**TASK DETAILS:**
Rewrite the lines between the one holding "Every instance gets one point. Tag the rice" and the one holding "(487, 1104)", inclusive, replacing "pan handle" with "skillet handle" and changing nothing else.

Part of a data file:
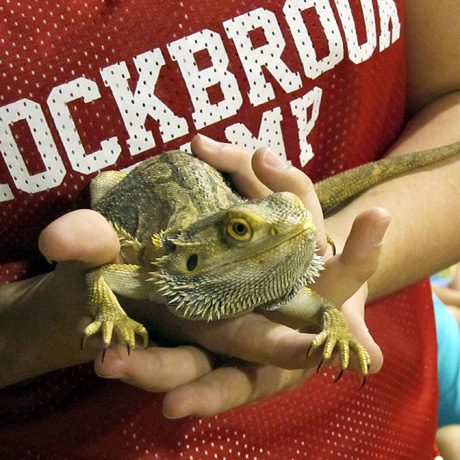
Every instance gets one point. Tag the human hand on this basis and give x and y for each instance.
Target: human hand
(194, 381)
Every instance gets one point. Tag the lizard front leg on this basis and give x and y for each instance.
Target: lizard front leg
(108, 314)
(308, 306)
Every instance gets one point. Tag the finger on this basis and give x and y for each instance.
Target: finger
(155, 369)
(279, 176)
(348, 271)
(234, 385)
(231, 159)
(253, 338)
(83, 235)
(353, 310)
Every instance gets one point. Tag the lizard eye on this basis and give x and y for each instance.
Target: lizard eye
(239, 229)
(192, 262)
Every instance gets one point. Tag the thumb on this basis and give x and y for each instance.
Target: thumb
(83, 236)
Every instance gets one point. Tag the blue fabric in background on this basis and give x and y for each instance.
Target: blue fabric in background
(448, 336)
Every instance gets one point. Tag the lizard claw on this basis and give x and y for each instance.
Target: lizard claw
(336, 333)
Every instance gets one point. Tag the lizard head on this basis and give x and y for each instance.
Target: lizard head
(253, 254)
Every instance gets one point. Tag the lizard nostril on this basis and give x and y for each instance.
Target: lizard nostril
(192, 262)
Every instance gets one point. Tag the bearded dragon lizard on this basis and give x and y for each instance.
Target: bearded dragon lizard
(189, 241)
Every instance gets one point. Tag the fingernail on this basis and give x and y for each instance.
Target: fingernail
(210, 144)
(273, 160)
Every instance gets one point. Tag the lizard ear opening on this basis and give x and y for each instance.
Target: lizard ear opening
(192, 262)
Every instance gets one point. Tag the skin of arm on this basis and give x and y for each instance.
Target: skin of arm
(414, 247)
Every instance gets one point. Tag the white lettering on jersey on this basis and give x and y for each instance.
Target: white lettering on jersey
(54, 170)
(388, 12)
(58, 101)
(270, 133)
(199, 81)
(314, 67)
(135, 107)
(267, 55)
(358, 52)
(300, 109)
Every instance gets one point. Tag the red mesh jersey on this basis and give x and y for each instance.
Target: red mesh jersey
(92, 85)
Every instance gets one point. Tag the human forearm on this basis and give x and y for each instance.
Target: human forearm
(35, 337)
(423, 236)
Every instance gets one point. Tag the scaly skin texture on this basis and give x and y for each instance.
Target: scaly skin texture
(192, 243)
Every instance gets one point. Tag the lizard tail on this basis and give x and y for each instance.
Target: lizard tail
(335, 190)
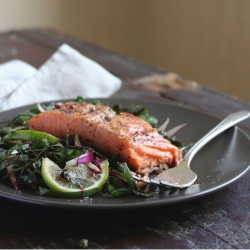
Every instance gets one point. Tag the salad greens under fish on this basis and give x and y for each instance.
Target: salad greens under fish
(21, 162)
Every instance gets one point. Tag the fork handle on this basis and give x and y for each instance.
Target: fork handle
(226, 123)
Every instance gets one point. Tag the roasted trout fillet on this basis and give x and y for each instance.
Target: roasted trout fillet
(137, 143)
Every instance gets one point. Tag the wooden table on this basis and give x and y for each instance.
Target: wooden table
(218, 220)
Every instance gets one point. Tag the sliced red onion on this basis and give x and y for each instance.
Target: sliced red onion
(164, 125)
(98, 161)
(12, 176)
(118, 176)
(77, 141)
(82, 159)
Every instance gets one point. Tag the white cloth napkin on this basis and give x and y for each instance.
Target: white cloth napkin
(65, 75)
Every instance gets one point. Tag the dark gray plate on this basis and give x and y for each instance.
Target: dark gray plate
(219, 163)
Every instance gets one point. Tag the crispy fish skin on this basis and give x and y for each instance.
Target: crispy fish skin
(136, 141)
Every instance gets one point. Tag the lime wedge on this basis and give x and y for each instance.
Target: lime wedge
(74, 181)
(29, 135)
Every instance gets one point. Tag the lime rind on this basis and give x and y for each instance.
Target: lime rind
(30, 135)
(81, 184)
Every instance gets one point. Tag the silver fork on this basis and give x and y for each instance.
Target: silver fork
(182, 176)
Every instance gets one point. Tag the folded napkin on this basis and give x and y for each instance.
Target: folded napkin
(66, 75)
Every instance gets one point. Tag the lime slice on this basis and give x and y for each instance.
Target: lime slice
(29, 135)
(74, 181)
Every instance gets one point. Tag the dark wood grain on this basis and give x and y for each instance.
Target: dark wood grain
(219, 220)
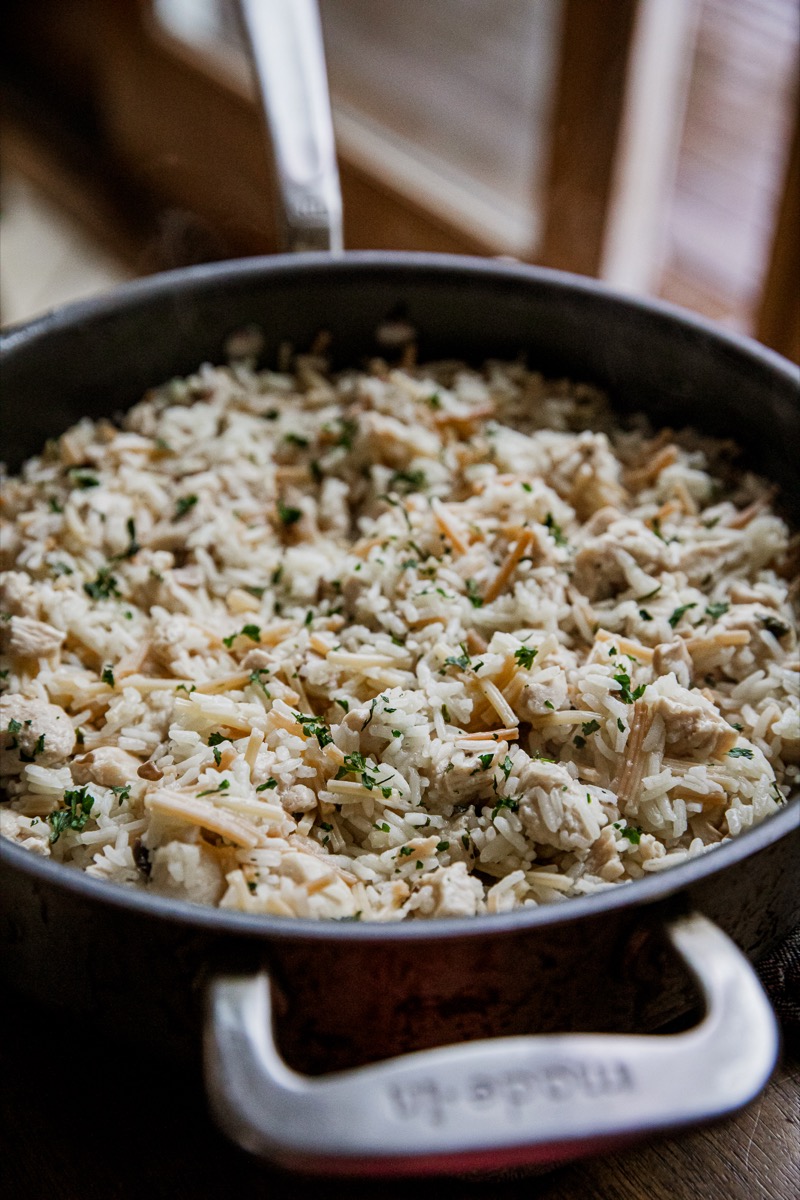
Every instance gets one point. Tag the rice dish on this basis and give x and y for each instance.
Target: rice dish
(403, 642)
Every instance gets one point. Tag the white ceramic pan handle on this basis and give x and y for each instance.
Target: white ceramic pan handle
(286, 45)
(487, 1104)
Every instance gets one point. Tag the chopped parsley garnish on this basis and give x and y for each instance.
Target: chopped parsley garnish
(314, 727)
(103, 587)
(627, 696)
(461, 660)
(288, 515)
(475, 598)
(677, 613)
(773, 625)
(182, 505)
(252, 631)
(525, 655)
(554, 529)
(74, 816)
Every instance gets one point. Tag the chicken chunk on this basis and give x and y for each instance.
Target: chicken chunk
(453, 892)
(30, 639)
(188, 870)
(107, 766)
(32, 731)
(693, 729)
(542, 694)
(555, 809)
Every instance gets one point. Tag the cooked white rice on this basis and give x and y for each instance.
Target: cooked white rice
(410, 642)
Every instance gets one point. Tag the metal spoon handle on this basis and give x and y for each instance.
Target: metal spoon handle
(286, 43)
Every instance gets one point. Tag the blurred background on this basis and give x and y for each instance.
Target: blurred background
(653, 143)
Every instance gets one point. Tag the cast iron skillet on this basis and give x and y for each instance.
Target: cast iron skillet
(534, 1089)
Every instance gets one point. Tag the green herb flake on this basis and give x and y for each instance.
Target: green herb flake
(525, 655)
(626, 695)
(184, 504)
(773, 625)
(475, 598)
(252, 631)
(554, 529)
(74, 816)
(103, 587)
(674, 617)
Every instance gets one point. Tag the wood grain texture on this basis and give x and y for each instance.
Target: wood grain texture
(595, 45)
(82, 1125)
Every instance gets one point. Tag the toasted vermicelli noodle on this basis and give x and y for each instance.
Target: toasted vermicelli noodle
(390, 643)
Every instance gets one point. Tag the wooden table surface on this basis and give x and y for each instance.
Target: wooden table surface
(83, 1126)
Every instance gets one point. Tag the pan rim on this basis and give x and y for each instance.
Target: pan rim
(657, 887)
(134, 293)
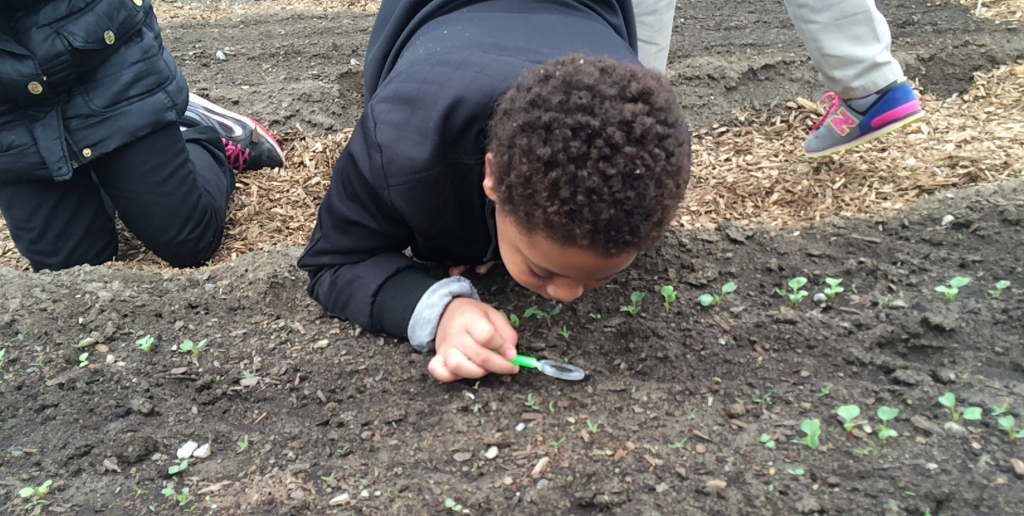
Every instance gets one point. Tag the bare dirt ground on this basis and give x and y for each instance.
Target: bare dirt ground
(679, 403)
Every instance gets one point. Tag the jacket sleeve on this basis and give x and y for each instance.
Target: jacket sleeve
(354, 258)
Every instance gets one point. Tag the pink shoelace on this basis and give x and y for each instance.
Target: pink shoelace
(832, 100)
(237, 158)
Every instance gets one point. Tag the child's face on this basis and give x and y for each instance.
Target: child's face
(551, 269)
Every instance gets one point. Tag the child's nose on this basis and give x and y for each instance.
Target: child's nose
(564, 291)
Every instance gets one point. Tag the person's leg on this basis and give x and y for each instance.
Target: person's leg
(171, 189)
(59, 224)
(653, 31)
(849, 42)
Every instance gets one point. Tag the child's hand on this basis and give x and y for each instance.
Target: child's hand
(468, 335)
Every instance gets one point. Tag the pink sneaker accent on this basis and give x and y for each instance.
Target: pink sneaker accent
(832, 99)
(237, 158)
(896, 114)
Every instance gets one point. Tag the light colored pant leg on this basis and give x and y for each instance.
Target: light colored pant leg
(653, 31)
(849, 42)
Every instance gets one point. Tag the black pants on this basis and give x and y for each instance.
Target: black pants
(170, 188)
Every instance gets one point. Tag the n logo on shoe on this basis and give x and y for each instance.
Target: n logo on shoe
(842, 122)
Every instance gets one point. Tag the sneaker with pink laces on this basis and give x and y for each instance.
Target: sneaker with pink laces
(248, 144)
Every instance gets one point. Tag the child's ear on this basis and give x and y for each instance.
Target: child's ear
(488, 178)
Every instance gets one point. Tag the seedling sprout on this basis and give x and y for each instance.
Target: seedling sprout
(182, 498)
(949, 401)
(145, 343)
(1007, 424)
(669, 293)
(530, 402)
(813, 430)
(834, 287)
(189, 346)
(633, 308)
(795, 295)
(954, 286)
(887, 414)
(999, 287)
(849, 415)
(710, 299)
(38, 495)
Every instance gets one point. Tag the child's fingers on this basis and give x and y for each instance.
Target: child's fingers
(460, 364)
(507, 333)
(437, 370)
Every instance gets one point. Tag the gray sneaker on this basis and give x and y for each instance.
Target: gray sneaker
(844, 126)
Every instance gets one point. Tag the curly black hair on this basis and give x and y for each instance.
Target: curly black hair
(590, 153)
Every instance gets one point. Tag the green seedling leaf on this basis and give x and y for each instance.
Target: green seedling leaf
(887, 414)
(669, 293)
(834, 287)
(813, 430)
(972, 413)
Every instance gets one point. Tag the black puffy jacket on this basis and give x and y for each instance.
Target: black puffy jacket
(78, 79)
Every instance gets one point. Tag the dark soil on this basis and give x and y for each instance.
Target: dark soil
(327, 410)
(296, 68)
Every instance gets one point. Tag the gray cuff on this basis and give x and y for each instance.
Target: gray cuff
(423, 325)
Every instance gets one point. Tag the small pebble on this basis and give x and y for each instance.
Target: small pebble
(954, 429)
(736, 410)
(716, 484)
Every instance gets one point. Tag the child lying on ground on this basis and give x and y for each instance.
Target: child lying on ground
(523, 131)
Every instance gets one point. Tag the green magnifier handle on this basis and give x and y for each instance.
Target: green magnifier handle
(525, 361)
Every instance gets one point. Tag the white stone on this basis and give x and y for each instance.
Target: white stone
(185, 450)
(202, 452)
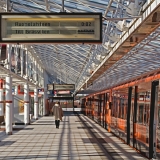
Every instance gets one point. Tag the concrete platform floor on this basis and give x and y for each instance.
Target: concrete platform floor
(78, 138)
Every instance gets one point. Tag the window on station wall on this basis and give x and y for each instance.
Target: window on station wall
(18, 61)
(140, 113)
(122, 103)
(159, 115)
(24, 62)
(13, 59)
(120, 107)
(113, 106)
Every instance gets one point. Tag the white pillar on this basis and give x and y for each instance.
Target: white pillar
(36, 103)
(26, 104)
(9, 105)
(1, 98)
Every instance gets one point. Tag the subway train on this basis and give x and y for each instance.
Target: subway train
(131, 112)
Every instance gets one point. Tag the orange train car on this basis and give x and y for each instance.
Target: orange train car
(132, 124)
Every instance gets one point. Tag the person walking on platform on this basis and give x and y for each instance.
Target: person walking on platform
(58, 113)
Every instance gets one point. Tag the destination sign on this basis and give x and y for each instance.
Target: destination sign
(51, 27)
(64, 87)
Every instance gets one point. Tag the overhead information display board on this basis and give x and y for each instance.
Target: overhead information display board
(50, 87)
(64, 87)
(51, 27)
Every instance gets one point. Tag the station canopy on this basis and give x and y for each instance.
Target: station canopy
(76, 63)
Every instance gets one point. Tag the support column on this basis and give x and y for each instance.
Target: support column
(153, 120)
(26, 104)
(1, 98)
(36, 103)
(129, 114)
(9, 105)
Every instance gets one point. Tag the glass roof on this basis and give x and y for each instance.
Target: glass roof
(73, 63)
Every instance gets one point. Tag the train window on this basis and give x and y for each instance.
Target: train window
(132, 111)
(159, 115)
(140, 113)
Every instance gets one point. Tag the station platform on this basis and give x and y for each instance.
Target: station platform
(78, 138)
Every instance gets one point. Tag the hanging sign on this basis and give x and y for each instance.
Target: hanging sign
(64, 87)
(51, 27)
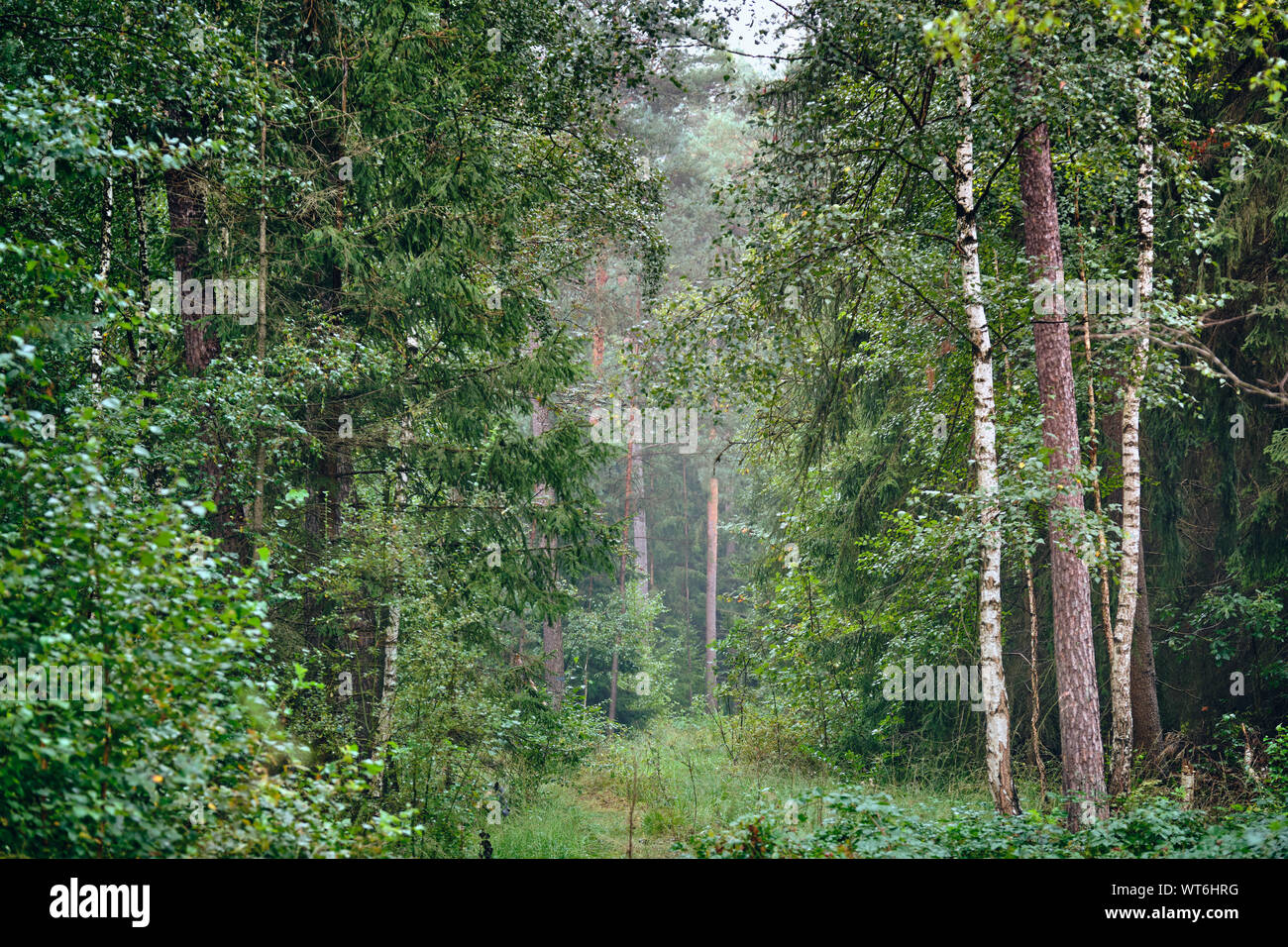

**WRITTEN RESPONSE:**
Every instance gets one point. Tag the rice dish on this basis and give x and y for each instance.
Target: rice dish
(403, 642)
Every instance gets one point. Tag the white ceramic skillet handle on this basis and give x and y for each instance.
Target: white ceramic skillet handle
(286, 45)
(487, 1104)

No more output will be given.